Your goal
Report only how many lines of the records contain the word "plaza".

(Dataset records Opens)

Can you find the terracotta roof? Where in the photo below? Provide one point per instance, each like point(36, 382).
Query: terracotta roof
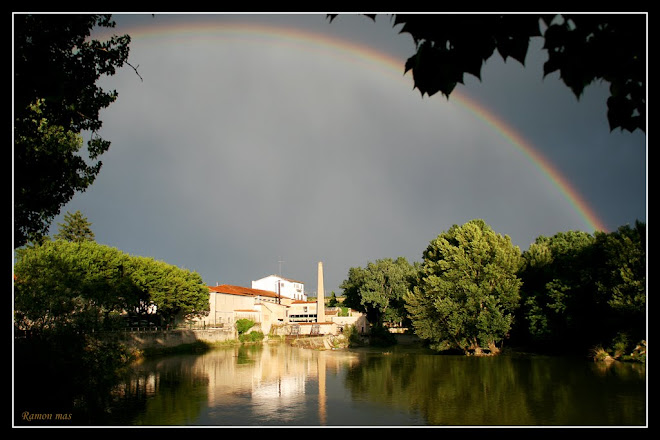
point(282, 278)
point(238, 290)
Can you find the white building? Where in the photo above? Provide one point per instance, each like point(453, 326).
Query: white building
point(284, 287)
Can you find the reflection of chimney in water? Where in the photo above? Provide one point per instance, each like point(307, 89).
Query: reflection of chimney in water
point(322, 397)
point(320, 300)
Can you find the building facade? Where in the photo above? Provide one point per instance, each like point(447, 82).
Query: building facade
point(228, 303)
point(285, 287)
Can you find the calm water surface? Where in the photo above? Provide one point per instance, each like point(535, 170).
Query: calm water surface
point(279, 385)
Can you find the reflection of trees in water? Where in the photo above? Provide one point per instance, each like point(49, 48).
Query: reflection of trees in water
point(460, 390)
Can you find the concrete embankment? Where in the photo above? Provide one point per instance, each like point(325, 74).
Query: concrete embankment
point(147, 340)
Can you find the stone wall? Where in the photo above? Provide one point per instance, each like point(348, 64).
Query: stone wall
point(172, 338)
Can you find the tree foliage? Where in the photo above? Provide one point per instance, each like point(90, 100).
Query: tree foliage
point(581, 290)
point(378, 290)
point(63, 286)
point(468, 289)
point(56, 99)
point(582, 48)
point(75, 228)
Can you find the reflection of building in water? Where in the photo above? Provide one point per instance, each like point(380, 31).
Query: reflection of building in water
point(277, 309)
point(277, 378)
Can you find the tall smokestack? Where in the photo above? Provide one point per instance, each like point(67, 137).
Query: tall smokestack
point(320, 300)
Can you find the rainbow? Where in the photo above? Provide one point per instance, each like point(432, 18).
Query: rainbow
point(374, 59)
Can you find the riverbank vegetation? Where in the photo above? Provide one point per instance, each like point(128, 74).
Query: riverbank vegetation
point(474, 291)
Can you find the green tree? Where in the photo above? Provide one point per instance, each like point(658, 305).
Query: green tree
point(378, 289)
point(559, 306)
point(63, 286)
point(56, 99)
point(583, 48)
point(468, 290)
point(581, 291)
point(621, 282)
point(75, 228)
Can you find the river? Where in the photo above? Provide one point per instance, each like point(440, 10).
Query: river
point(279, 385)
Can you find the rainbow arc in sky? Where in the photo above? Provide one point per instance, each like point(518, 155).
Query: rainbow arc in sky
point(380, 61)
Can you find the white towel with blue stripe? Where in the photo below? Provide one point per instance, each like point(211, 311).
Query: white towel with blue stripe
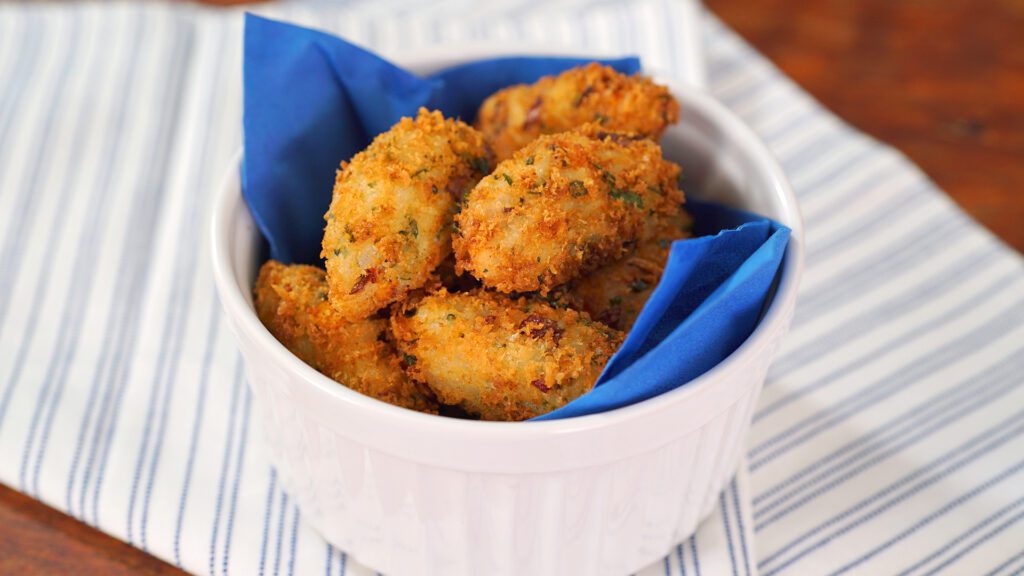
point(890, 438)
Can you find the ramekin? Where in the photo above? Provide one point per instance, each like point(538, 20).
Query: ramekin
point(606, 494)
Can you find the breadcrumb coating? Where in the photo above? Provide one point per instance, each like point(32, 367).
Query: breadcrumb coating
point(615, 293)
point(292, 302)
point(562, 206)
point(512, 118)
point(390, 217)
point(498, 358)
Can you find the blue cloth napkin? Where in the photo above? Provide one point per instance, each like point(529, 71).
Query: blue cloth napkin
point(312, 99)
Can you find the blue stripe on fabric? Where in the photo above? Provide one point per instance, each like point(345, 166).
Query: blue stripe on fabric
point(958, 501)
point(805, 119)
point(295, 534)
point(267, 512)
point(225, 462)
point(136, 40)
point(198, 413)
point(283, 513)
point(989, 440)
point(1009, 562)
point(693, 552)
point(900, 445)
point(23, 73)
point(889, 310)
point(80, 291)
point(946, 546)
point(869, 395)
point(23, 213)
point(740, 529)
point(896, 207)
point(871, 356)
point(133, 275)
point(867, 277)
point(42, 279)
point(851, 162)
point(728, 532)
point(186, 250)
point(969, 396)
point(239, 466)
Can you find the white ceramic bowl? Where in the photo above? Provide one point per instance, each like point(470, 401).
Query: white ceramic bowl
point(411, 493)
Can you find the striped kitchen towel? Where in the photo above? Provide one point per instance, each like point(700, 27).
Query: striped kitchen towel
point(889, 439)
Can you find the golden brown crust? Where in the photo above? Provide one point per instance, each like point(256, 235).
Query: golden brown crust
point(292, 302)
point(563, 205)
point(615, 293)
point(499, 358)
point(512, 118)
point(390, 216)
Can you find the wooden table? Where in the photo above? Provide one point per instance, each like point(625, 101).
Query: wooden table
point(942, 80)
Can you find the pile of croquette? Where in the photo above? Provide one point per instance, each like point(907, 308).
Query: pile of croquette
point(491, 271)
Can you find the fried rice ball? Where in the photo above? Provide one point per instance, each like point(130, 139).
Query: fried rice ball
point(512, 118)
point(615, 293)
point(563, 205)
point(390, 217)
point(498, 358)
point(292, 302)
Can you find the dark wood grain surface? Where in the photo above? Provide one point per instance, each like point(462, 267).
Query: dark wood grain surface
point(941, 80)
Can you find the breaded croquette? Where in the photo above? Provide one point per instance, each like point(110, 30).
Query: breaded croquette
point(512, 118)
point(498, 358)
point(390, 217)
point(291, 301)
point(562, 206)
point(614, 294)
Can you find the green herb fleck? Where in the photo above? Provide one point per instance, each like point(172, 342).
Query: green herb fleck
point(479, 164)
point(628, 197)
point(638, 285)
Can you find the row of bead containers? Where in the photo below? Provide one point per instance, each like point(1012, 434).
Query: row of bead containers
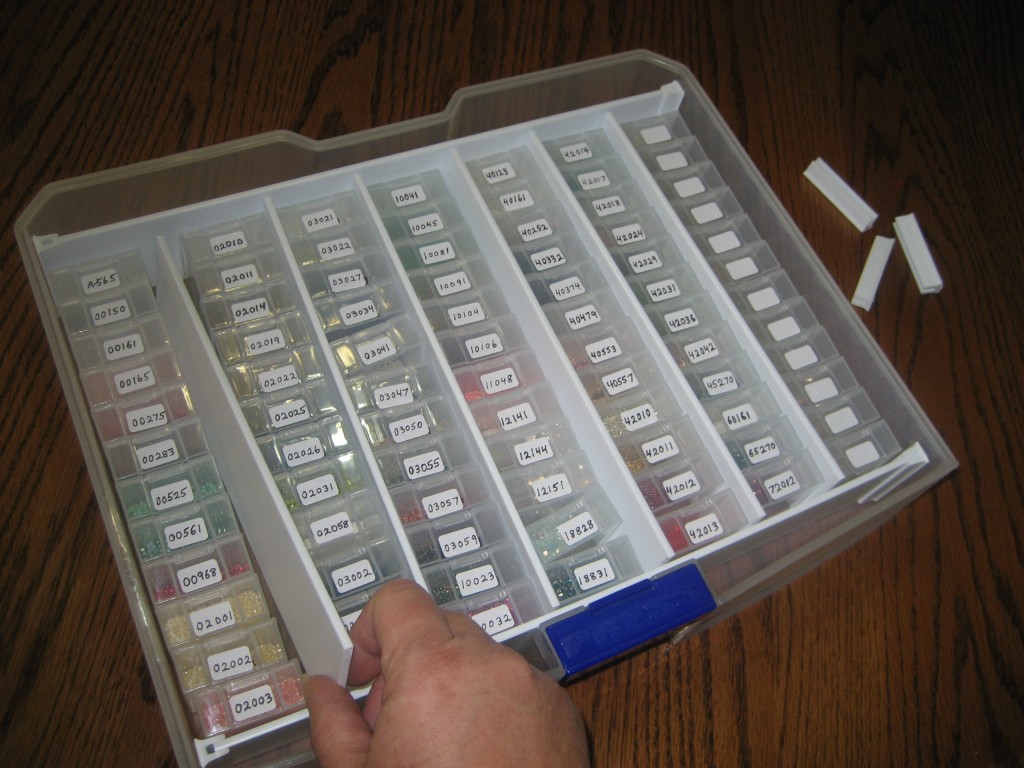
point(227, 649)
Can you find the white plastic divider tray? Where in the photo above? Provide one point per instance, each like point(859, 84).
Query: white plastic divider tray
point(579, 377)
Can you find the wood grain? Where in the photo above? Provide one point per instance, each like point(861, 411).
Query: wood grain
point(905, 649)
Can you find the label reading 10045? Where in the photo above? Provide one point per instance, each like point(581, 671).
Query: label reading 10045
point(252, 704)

(Dataset records Closes)
(Dataset records Opens)

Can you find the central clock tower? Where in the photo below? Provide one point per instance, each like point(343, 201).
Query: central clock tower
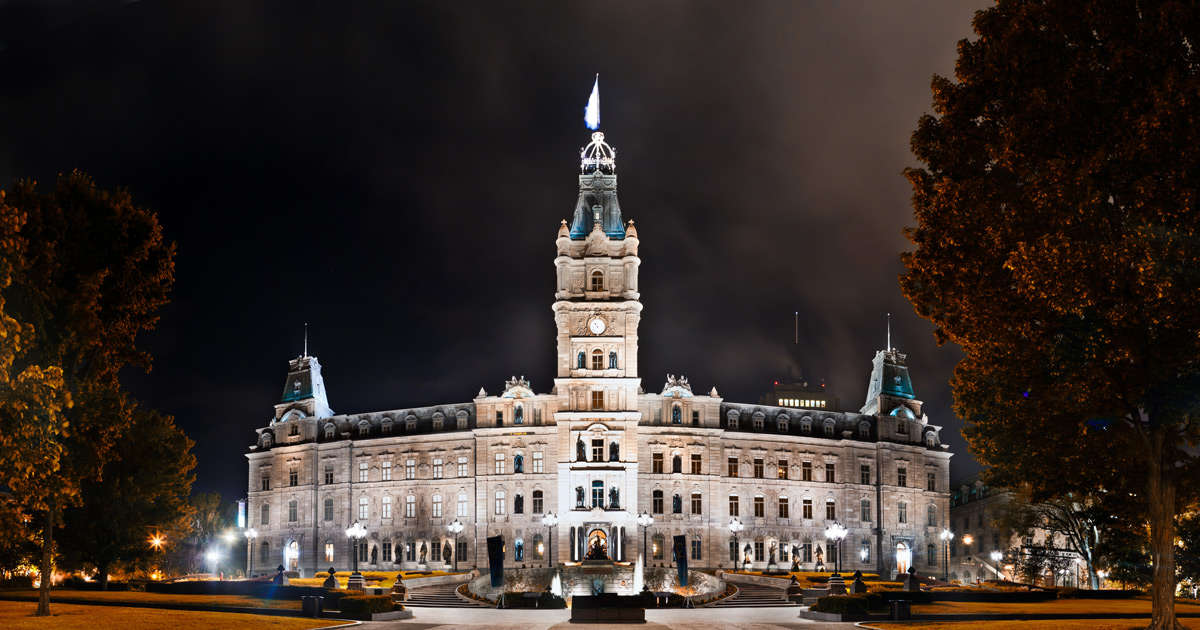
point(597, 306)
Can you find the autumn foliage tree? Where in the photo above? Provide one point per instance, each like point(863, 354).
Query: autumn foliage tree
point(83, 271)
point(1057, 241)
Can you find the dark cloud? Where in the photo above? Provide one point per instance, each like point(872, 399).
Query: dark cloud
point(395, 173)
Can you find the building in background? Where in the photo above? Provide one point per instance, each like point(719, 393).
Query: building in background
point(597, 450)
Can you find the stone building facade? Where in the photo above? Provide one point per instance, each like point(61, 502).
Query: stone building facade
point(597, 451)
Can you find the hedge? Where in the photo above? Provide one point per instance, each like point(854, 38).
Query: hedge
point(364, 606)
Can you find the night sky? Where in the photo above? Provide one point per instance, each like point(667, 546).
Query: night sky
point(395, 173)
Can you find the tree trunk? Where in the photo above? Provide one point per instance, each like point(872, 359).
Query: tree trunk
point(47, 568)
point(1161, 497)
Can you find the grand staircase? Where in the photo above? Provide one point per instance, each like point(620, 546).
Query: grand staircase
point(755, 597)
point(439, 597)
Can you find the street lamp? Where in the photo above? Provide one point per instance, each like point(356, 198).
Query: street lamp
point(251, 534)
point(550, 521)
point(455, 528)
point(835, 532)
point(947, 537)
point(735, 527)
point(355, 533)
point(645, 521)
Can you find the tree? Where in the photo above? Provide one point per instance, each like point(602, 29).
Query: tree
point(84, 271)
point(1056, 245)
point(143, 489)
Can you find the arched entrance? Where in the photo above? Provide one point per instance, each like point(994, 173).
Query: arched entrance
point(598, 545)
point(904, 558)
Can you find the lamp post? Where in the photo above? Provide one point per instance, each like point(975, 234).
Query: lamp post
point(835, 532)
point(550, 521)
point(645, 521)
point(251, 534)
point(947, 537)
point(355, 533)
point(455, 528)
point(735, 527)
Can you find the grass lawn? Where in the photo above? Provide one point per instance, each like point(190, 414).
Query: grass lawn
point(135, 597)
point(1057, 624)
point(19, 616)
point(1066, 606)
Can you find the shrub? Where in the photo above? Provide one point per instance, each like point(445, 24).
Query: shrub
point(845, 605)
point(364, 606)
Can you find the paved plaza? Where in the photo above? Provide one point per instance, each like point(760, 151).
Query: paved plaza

(Dataset records Closes)
(Dataset records Opens)

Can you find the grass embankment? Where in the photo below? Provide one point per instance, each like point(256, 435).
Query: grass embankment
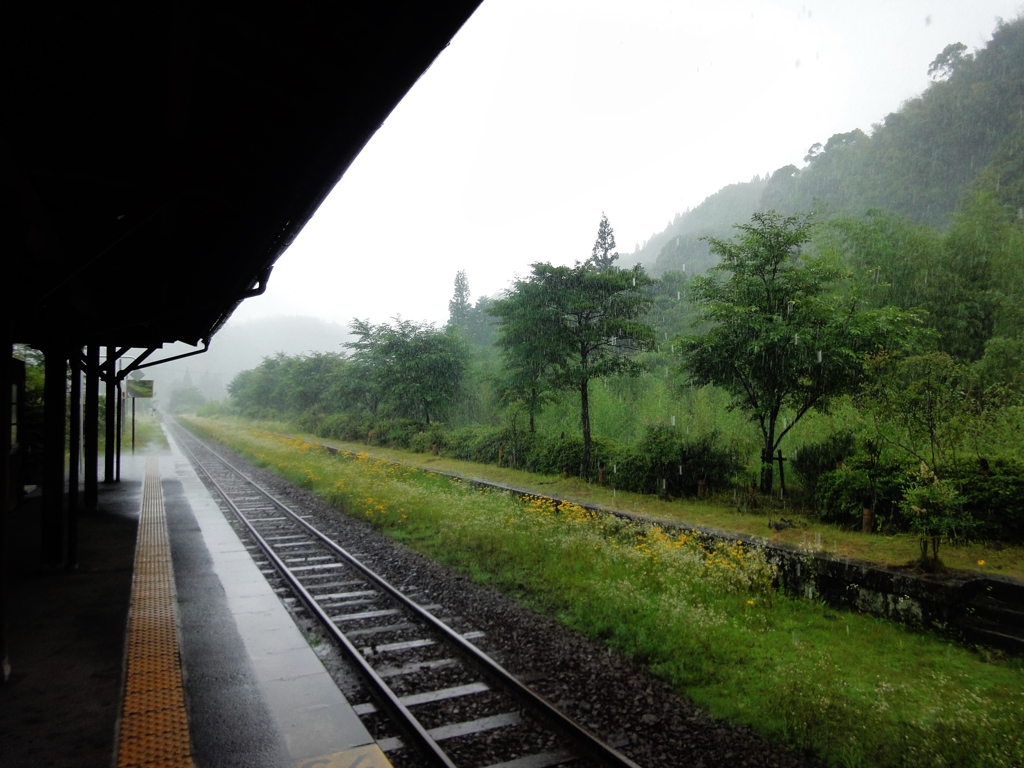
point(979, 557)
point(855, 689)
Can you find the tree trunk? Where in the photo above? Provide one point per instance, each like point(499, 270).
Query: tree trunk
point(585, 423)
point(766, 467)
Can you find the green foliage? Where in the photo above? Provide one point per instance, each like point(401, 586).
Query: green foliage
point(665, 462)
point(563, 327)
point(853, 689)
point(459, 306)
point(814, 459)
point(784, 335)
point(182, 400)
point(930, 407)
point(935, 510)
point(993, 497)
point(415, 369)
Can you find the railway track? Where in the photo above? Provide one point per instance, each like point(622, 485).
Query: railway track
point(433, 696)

(Dataset records Closes)

Output of the exercise
2